- **ACTIVITY**: If a line in the data below holds the word "Please", copy it.

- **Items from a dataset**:

______________________________

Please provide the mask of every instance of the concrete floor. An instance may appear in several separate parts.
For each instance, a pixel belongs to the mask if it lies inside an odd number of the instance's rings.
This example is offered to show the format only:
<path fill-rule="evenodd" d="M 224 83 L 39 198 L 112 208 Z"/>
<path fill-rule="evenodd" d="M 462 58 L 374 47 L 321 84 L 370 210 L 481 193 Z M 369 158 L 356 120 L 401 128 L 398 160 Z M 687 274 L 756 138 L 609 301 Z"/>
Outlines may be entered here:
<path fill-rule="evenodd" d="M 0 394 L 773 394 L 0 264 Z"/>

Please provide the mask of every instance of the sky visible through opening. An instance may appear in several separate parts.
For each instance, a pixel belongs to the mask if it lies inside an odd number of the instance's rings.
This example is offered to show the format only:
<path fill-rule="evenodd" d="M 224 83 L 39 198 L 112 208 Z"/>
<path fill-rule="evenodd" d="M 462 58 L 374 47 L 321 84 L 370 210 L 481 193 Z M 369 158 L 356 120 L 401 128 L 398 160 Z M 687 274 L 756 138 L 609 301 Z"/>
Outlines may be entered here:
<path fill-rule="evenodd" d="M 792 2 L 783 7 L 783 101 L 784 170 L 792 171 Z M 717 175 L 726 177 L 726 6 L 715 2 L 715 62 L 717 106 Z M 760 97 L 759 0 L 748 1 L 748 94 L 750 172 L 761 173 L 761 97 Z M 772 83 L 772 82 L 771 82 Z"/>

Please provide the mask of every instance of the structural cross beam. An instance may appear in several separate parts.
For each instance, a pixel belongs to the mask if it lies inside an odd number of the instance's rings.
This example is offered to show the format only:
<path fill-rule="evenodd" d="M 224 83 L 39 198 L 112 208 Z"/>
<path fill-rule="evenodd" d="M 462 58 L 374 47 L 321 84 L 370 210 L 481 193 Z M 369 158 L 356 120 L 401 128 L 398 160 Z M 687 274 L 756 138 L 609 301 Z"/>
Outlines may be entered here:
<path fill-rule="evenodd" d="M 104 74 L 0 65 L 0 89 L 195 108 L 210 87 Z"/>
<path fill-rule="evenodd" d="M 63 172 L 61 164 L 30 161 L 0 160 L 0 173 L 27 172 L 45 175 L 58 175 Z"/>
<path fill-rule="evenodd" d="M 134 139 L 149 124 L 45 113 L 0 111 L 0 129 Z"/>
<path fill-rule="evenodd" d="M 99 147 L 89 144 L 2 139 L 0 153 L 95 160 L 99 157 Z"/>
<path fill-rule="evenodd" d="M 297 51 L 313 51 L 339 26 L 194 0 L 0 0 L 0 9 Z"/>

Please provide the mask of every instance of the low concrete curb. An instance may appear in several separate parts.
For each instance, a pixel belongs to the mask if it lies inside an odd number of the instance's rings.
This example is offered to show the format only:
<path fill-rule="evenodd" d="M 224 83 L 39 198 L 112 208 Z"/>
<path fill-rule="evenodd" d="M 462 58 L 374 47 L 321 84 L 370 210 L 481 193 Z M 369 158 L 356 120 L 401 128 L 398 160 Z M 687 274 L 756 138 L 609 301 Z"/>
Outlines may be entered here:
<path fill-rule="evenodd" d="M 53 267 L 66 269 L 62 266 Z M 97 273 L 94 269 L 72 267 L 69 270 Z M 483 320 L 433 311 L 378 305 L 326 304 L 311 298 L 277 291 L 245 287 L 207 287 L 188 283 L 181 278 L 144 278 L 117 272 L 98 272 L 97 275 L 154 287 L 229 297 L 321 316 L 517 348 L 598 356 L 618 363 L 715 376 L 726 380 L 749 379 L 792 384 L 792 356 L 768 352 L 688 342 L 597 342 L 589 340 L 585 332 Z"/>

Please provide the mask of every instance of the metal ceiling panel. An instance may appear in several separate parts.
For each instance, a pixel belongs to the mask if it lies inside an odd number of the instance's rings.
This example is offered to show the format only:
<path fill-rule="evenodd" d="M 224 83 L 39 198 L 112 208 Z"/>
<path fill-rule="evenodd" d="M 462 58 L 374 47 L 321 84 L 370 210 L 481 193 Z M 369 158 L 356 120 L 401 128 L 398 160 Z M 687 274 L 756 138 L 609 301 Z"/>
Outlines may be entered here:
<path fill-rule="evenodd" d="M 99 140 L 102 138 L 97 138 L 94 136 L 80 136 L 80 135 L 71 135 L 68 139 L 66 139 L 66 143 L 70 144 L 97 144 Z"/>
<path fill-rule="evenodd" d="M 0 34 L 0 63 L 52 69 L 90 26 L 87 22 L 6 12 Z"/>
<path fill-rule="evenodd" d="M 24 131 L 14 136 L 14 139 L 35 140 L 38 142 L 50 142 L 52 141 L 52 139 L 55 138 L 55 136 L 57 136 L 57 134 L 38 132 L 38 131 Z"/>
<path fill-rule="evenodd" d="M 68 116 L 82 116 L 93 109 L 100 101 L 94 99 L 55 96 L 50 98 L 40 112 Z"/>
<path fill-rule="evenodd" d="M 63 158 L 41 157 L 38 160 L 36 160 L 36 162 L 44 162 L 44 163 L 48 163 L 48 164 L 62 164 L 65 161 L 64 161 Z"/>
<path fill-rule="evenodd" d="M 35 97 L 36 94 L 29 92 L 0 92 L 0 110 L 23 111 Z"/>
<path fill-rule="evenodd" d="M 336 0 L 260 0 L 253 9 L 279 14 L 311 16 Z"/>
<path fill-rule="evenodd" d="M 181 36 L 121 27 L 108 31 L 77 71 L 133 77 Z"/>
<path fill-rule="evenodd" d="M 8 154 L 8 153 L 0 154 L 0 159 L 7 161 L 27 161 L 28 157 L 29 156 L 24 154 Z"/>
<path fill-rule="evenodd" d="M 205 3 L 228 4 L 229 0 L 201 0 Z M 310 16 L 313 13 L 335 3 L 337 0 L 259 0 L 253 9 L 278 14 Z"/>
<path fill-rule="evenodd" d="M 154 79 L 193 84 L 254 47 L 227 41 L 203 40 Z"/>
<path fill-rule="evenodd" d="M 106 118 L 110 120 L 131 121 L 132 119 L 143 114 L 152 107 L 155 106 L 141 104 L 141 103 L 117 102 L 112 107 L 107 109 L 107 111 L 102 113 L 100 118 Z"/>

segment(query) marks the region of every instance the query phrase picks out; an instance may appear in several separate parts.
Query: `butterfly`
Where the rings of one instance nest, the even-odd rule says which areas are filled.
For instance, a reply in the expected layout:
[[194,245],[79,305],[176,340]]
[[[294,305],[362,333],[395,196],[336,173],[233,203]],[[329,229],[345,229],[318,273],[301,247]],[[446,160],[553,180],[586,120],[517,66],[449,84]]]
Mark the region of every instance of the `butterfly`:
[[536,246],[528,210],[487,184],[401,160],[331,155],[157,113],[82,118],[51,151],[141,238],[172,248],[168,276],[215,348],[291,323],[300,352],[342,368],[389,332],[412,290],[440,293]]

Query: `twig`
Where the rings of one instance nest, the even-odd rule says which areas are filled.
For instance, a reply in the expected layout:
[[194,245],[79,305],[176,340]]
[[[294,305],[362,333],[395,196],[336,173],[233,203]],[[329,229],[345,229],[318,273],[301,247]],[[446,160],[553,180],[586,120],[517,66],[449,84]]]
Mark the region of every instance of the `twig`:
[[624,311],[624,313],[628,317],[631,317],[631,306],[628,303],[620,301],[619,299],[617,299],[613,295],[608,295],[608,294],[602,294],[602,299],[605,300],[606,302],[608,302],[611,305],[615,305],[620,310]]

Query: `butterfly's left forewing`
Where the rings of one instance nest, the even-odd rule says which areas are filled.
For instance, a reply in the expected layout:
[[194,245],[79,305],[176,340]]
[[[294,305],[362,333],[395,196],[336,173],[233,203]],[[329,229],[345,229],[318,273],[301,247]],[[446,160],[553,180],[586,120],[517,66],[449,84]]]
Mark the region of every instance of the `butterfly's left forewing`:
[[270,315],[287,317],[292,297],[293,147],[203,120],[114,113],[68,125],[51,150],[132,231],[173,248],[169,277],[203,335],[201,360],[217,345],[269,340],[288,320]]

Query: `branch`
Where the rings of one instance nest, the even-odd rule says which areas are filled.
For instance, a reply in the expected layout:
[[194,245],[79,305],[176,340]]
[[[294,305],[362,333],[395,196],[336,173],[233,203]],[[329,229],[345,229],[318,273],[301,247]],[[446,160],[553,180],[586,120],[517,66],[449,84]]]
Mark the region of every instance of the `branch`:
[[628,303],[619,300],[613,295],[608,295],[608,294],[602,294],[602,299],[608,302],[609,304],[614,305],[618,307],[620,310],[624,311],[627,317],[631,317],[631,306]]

______________________________

- **RESPONSE TO THIS TASK**:
Please provide the mask of every instance of the concrete floor. An instance may appear in several separate parts.
Please provide the mask of every instance of the sky visible through opening. An instance may appear in several separate parts.
Please provide the mask of every instance of the structural cross beam. An instance may appear in several separate parts.
Please provide the mask of every instance of the low concrete curb. An instance may appear in several separate parts.
Please provide the mask of every instance of the metal ceiling panel. An instance may appear in several separate parts.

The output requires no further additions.